◆ **What is needed**
Gather every line in the records below that contains the word "ginkgo", treating uppercase and lowercase as different.

◆ **Given information**
------------

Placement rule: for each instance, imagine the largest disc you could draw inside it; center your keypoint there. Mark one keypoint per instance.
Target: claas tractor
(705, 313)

------------

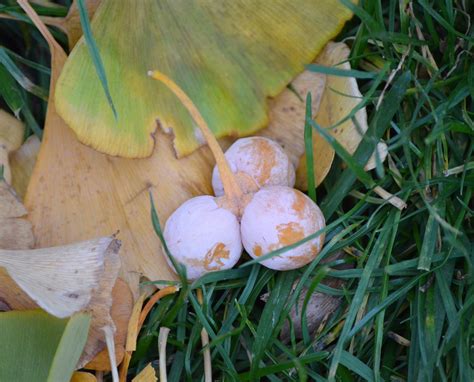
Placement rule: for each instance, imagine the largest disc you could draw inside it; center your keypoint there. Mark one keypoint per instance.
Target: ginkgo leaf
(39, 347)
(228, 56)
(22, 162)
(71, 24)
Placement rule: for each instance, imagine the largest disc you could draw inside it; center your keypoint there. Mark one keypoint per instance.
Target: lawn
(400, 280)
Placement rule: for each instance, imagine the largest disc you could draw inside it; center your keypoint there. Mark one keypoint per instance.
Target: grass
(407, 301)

------------

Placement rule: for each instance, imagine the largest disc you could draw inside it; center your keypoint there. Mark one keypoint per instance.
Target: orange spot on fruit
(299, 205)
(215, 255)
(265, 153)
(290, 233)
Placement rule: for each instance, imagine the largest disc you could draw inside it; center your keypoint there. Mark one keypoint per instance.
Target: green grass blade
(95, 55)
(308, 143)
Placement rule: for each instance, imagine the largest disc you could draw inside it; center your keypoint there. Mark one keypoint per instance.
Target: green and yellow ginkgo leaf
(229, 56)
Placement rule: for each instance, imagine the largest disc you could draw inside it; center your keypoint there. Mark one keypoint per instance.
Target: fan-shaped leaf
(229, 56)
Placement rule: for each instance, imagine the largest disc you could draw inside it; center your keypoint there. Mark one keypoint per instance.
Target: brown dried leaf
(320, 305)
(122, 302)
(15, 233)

------------

◆ **Solution below**
Target: ginkgo leaf
Target: green and yellow ginkgo leaf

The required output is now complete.